• Supplied passage
On Tue, Jan 16, 2001 at 11:04:45AM -0800, Theodore Y. Ts'o wrote:
> 
> HJ Lu recently pointed me at a potential locking problem
> try_to_free_inodes(), and when I started proding at it, I found what
> appears to be another set of SMP locking issues in the dcache code.
> (But if that were the case, why aren't we seeing huge numbers of
> complaints?  So I'm wondering if I'm missing something.)

Because the code is correct ;). It is infact a fix and it took some time to fix
such bug in mid 2.2.x.

> 
> Anyway, the first problem which HJ pointed out is in
> try_to_free_inodes() which attempts to implement a mutual exclusion with
> respect to itself as follows....
> 
>       if (block)
>       {
>               struct wait_queue __wait;
> 
>               __wait.task = current;
>               add_wait_queue(&wait_inode_freeing, &__wait);
>               for (;;)
>               {
>                       /* NOTE: we rely only on the inode_lock to be sure
>                          to not miss the unblock event */
>                       current->state = TASK_UNINTERRUPTIBLE;
>                       spin_unlock(&inode_lock);
                        ^^^^^^^^^^^^^^^^^^^^^^^^
>                       schedule();
>                       spin_lock(&inode_lock);
                        ^^^^^^^^^^^^^^^^^^^^^^^^
>                       if (!block)
>                               break;
>               }
>               remove_wait_queue(&wait_inode_freeing, &__wait);
>               current->state = TASK_RUNNING;
>       }
>       block = 1;
> 
> Of course, this is utterly unsafe on an SMP machines, since access to
> the "block" variable isn't protected at all.  So the first question is

Wrong, it's obviously protected by the inode_lock. And even if it wasn't
protected by the inode_lock in 2.2.x inode.c and dcache.c runs globally
serialized by the BKL (but it is obviously protected regardless of the BKL).

Saved entries:
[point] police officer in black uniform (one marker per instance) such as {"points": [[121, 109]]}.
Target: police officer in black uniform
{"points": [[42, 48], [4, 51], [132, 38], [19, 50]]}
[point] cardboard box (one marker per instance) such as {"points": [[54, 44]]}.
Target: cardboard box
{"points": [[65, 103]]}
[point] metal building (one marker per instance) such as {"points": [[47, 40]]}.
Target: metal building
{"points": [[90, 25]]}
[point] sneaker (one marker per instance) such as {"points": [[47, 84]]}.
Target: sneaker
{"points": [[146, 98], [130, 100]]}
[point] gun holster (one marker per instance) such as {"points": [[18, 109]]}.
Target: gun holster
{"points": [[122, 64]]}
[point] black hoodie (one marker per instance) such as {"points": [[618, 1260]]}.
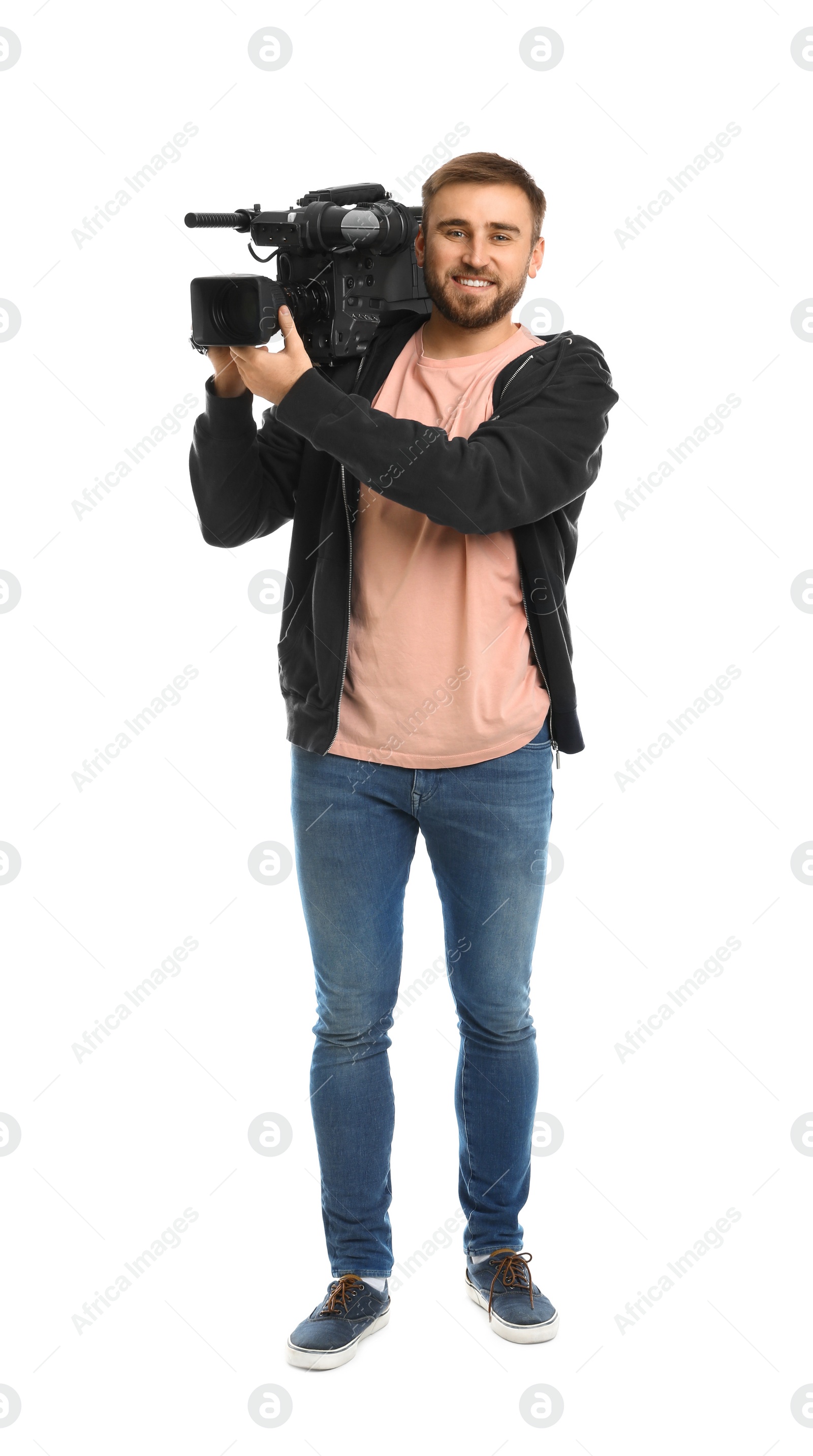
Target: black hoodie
{"points": [[526, 469]]}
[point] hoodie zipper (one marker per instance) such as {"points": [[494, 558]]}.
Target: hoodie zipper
{"points": [[515, 375], [554, 745], [349, 599]]}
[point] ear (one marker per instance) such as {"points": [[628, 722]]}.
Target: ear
{"points": [[537, 258]]}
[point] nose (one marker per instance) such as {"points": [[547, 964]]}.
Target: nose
{"points": [[474, 254]]}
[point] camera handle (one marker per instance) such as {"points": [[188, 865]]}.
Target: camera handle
{"points": [[273, 254]]}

• What you need to do
- A) According to the reply in the locking thread, what protects the "block" variable?
- B) Turn the records into a numbered list, starting at the line that contains "[point] ear (one" and continuing up to and including the last line of the records, with blank lines left out.

• Exercise responses
- A) The inode_lock protects it.

- B)
1. [point] ear (one marker per instance) such as {"points": [[628, 722]]}.
2. Target: ear
3. {"points": [[537, 258]]}
4. [point] nose (one marker per instance) such as {"points": [[547, 964]]}.
5. Target: nose
6. {"points": [[474, 254]]}
7. [point] camera handle (one marker per instance) such as {"points": [[188, 865]]}.
8. Target: camera handle
9. {"points": [[273, 254]]}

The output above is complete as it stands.